[MATERIAL FOR THIS TASK]:

□ □ □ □

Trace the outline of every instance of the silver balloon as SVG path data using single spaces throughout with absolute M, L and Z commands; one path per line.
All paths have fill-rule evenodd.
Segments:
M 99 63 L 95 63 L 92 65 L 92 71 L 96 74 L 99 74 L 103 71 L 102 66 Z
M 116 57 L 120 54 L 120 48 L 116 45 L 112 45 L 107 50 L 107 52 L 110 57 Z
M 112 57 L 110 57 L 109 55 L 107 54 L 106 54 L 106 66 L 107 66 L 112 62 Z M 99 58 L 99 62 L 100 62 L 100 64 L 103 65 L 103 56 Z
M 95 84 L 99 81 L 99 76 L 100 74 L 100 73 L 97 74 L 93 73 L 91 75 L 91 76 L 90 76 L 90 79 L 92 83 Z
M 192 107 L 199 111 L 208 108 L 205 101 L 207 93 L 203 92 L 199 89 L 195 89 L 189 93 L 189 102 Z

□ □ □ □

[YOUR TASK]:
Could you express the listing above as a two-column CSV with columns named instruction and output, giving every entry its own row? Put each entry's text and its answer in separate quoted fields, and replace line breaks with spaces.

[FINISHED TASK]:
instruction,output
"Trace the outline of every instance of the silver balloon as SVG path data using single spaces throughout with absolute M, L and Z commands; one path per line. All paths have fill-rule evenodd. Segments:","M 99 63 L 95 63 L 92 65 L 92 71 L 96 74 L 99 74 L 103 71 L 102 66 Z M 116 57 L 120 54 L 120 48 L 116 45 L 112 45 L 107 50 L 107 52 L 110 57 Z M 112 57 L 110 57 L 109 55 L 107 54 L 106 54 L 106 66 L 107 66 L 112 62 Z M 99 58 L 99 62 L 100 62 L 100 64 L 103 65 L 103 56 Z M 95 84 L 99 81 L 99 76 L 100 74 L 100 73 L 97 74 L 93 73 L 91 75 L 91 76 L 90 76 L 90 79 L 92 83 Z M 192 107 L 199 111 L 208 108 L 205 101 L 207 93 L 203 92 L 199 89 L 195 89 L 189 93 L 189 102 Z"